● **Instructions to follow**
Search the records for lines with the word "nose" and copy each match.

____ Data records

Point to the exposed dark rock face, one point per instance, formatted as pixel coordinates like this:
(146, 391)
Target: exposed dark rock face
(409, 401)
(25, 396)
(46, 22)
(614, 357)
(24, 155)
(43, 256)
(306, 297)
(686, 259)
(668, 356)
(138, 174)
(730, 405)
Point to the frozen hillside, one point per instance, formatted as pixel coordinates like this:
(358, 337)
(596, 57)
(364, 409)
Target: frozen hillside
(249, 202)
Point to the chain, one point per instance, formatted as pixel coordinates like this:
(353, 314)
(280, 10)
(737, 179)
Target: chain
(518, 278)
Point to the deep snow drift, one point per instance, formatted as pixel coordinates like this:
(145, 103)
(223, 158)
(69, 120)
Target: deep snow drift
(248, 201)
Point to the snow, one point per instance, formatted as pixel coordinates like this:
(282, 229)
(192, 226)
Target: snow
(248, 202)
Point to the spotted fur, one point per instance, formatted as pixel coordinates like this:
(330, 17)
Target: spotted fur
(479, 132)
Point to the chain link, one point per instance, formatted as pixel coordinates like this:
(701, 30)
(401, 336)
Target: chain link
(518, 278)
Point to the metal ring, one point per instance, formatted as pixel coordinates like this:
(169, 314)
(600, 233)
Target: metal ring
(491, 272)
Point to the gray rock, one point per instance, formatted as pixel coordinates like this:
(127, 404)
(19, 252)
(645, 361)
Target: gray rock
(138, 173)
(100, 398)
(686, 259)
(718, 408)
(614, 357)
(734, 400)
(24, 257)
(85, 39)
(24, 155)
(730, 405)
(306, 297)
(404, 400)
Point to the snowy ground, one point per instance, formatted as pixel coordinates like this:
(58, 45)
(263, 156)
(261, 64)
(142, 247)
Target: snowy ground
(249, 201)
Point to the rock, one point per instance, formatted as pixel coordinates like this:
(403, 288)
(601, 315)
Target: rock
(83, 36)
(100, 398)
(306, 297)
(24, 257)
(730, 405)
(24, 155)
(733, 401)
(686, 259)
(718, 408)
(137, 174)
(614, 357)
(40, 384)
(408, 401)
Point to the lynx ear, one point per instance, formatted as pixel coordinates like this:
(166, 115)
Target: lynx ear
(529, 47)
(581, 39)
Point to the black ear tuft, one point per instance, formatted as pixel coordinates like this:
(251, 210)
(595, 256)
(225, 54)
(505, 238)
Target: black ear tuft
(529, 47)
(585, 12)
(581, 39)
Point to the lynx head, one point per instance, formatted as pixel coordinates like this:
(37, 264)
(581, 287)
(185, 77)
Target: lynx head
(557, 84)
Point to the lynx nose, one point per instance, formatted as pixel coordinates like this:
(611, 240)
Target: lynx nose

________

● **Task result**
Point to the lynx nose, one point per instance, formatted as pixel coordinates like this:
Target: lynx nose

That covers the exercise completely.